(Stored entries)
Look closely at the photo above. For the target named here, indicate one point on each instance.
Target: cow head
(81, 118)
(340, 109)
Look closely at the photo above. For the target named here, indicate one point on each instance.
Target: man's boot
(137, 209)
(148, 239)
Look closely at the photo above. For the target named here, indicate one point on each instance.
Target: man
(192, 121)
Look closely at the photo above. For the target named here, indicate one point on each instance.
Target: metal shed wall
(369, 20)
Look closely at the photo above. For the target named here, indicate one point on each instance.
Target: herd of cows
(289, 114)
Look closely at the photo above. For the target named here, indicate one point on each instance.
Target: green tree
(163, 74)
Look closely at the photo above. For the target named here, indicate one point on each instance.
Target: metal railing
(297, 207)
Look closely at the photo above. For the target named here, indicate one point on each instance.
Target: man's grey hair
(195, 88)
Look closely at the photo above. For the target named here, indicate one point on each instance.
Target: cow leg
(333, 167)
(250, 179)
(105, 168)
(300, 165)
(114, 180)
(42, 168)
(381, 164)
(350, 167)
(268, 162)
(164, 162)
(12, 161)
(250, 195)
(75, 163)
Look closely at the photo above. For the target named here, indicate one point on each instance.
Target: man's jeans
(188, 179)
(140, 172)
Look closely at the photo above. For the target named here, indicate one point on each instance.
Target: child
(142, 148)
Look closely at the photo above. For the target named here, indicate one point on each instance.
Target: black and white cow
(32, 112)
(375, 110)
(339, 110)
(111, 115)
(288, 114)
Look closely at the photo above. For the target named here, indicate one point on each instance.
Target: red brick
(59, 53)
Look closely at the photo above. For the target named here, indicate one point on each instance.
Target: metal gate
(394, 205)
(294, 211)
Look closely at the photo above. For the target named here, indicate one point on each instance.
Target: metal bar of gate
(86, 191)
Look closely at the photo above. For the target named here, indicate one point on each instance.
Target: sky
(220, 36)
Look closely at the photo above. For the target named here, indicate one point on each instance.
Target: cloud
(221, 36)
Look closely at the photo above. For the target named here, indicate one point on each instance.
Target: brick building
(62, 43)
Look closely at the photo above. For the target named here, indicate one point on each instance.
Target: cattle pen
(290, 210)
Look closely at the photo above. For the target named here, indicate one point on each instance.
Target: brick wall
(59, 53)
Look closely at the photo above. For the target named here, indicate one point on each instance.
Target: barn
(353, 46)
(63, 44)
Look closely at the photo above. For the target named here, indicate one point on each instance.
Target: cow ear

■ **WHAT YOU HAVE TO DO**
The answer is the line containing "Target: brick wall" together with every line after it in the records, repeated exactly and with nothing else.

■ **ANSWER SPACE**
Target: brick wall
(59, 53)
Look closely at the photo above. For the target named here, indicate one point on each instance.
Target: barn
(353, 46)
(63, 44)
Look closely at the photo above. For the target named here, indicate one point on each instance.
Target: cow ear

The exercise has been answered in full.